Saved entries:
— START —
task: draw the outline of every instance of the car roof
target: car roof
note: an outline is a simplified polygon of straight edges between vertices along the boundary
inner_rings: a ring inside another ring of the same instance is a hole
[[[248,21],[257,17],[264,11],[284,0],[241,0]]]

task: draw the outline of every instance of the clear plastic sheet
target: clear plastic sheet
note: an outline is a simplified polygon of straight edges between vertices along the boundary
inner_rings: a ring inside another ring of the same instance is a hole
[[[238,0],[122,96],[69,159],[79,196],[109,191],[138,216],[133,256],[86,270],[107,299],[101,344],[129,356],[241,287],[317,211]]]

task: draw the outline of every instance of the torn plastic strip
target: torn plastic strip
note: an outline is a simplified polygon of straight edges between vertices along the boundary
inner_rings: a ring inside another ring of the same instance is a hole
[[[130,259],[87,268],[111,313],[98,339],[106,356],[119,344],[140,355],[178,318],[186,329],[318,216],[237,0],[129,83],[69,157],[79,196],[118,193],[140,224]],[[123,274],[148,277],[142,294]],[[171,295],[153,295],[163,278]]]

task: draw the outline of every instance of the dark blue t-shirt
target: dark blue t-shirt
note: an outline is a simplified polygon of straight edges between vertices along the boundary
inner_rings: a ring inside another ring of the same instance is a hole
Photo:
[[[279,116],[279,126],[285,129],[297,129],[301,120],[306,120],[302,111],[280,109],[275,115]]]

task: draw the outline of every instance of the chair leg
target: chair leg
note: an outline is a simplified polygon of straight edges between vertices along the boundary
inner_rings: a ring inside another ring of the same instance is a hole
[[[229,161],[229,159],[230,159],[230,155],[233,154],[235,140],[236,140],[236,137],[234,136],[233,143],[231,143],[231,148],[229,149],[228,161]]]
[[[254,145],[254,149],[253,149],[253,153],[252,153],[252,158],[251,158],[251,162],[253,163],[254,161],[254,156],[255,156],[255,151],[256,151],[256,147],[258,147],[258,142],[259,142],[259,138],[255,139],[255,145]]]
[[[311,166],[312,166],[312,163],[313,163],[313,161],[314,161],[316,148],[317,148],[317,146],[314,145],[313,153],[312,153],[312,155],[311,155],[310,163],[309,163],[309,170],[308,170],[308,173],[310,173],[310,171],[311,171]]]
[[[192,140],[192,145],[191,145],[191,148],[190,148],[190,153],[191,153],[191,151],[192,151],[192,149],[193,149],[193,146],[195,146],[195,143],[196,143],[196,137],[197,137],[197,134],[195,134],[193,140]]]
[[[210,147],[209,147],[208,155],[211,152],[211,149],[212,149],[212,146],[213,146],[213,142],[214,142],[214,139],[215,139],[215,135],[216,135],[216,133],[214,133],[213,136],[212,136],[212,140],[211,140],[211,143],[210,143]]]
— END —
[WHAT TO PRODUCE]: Write out every record shown above, word for word.

[COMPLETED EXERCISE]:
task: draw the outline of every instance of the car roof
target: car roof
note: an outline is a simplified polygon of straight edges between vertices along the boundary
inner_rings: a ring inside another ring of the same instance is a hole
[[[248,21],[257,17],[264,11],[284,0],[241,0]]]

task: draw the outline of every instance of the clear plastic sheet
target: clear plastic sheet
note: an outline is a simplified polygon of straight edges between vertices along the boundary
inner_rings: a ring inside another ring of the same instance is a hole
[[[238,0],[122,96],[69,159],[79,196],[109,191],[138,216],[133,256],[86,270],[107,299],[101,344],[129,356],[241,287],[317,211]]]

task: draw the outline of every instance of the torn plastic strip
target: torn plastic strip
note: an outline is a simplified polygon of straight edges between vertices along the boundary
inner_rings: a ring inside another ring of the same instance is a hole
[[[130,259],[87,268],[111,313],[98,339],[106,356],[119,344],[140,355],[178,318],[186,329],[318,216],[237,0],[129,83],[69,157],[79,196],[118,193],[140,224]],[[123,274],[148,277],[142,294]],[[171,295],[153,295],[163,278]]]

task: draw the outline of every instance of the dark blue t-shirt
target: dark blue t-shirt
note: an outline is a simplified polygon of straight edges between vertices along the boundary
inner_rings: a ring inside another ring of the same instance is a hole
Photo:
[[[279,116],[279,126],[285,129],[297,129],[301,120],[306,120],[302,111],[280,109],[275,115]]]

task: draw the outline of every instance of the chair leg
target: chair leg
note: an outline is a simplified polygon of straight edges between vertices along the boundary
inner_rings: a ring inside another ring of the same instance is a hole
[[[229,161],[229,159],[230,159],[230,155],[233,154],[235,140],[236,140],[236,137],[234,136],[233,143],[231,143],[231,148],[229,149],[228,161]]]
[[[254,145],[254,149],[253,149],[253,153],[252,153],[252,158],[251,158],[251,162],[253,163],[254,161],[254,156],[255,156],[255,151],[256,151],[256,147],[258,147],[258,142],[259,142],[259,138],[255,139],[255,145]]]
[[[311,166],[312,166],[312,163],[313,163],[313,161],[314,161],[316,148],[317,148],[317,146],[314,145],[313,153],[312,153],[312,155],[311,155],[310,163],[309,163],[309,170],[308,170],[308,173],[310,173],[310,171],[311,171]]]
[[[192,140],[192,145],[191,145],[191,148],[190,148],[190,153],[191,153],[191,151],[192,151],[192,149],[193,149],[193,146],[195,146],[195,143],[196,143],[196,137],[197,137],[197,134],[195,134],[193,140]]]
[[[210,147],[209,147],[208,155],[211,152],[211,149],[212,149],[212,146],[213,146],[213,142],[214,142],[214,139],[215,139],[215,135],[216,135],[216,133],[214,133],[213,136],[212,136],[212,140],[211,140],[211,143],[210,143]]]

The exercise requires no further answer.